• EXTRACT PROVIDED:
Those memories of his time as a medevac pilot during the Vietnam War are what bring the Fountain Hills resident back to Washington every Memorial Day weekend to honor the fallen and forgotten as part of the Rolling Thunder Run, which bills itself as one of the nation’s largest motorcycle rallies.

“I never forget the screams,” Rendine said, standing between the Lincoln Memorial and the Vietnam Veterans Memorial on Saturday in a leather jacket adorned with pins from all the years he’s been coming to the rally.

He was one of thousands similarly attired bikers in Washington for the weekend, swapping memories, showing off their motorcycles, parading through town and honoring veterans who gave their lives. Neither the organizers nor the National Park Service could provide an official estimate of attendance at this year’s event.

Rolling Thunder began in 1988 as a way to commemorate fallen soldiers from the Vietnam War, as well as prisoners of war and those missing in action. Rendine started coming in 1995.

The retired Air Force colonel calls the Vietnam memorial the “wailing wall of America.” He said that coming back year after year is painful, but he does so out of respect for the fallen – and with some guilt.

“If they didn’t make it, we didn’t do enough,” Rendine said of those whose names are carved on the wall.

Born in New Jersey, Rendine graduated from high school in 1963 and got a draft deferment when he enrolled in Rutgers University. But while in college, he signed up for Air Force ROTC.

From 1967-68, he flew a C-130 cargo plane that airlifted wounded soldiers who had been treated at field hospitals and took them to permanent medical facilities for further treatment.

Now that he’s older, Rendine has his Harley-Davidson Anniversary Road King Screaming Eagle motorcycle shipped to Washington and he flies in, riding the bike back to Arizona after the weekend’s events.

“A lot of military ride motorcycles because we work things out when we ride,” Rendine said. “We have a little more of a death wish.”

Rendine is now the founder and vice president of Assured Space Access Technologies Inc., a missile defense company based in Fountain Hills that helps launch satellites for missile defense for the U.S. and other governments. We “get to play with all the good toys,” he said of the job.

The company also started a trust, called Freedom’s Price, to help disabled veterans get jobs in the defense industry. The trust helps veterans from every war, including veterans of Iraq and Afghanistan.

“We always try to help the young guys,” Rendine said. “In Vietnam, we had force protection, where we would be brought somewhere safe out of combat. It’s not the same in Afghanistan and Iraq.”

Rendine said he wants to help because of his experience returning from Vietnam.

“We were treated badly when we came back,” he said, although he sees changes in how veterans are treated today.

But the memories stick with him. He finds some solace in a statue located near the Vietnam memorial that depicts three nurses and a wounded soldier, a statue he calls “faith, hope, and despair.” One nurse is looking up toward an incoming helicopter, another tends to the soldier’s wounds and the third looks, downcast, toward the ground.

Rendine, however, tries to not despair about the dead, and he finds solace and hope riding a motorcycle.

“It’s a standard motorcycle phrase: It’s not the destination, it’s the journey,” he said.

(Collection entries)
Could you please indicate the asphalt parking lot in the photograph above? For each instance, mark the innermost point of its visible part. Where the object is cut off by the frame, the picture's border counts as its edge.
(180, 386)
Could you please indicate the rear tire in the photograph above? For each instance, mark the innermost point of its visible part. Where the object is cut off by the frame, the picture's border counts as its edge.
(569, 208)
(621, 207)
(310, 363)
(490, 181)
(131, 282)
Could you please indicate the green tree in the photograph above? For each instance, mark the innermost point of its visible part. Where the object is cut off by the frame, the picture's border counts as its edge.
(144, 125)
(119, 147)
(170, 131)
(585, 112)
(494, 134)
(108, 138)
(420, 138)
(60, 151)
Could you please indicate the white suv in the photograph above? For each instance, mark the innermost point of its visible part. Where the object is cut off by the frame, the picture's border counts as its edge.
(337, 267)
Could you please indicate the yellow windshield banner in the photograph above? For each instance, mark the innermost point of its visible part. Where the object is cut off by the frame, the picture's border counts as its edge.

• PROMPT 1: According to the passage on the Rolling Thunder rally, in what year did Rendine start coming to the event?
• PROMPT 2: Quote the passage on the Rolling Thunder rally from "Born in New" to "Air Force ROTC.".

• EXERCISE OUTPUT 1: 1995

• EXERCISE OUTPUT 2:
Born in New Jersey, Rendine graduated from high school in 1963 and got a draft deferment when he enrolled in Rutgers University. But while in college, he signed up for Air Force ROTC.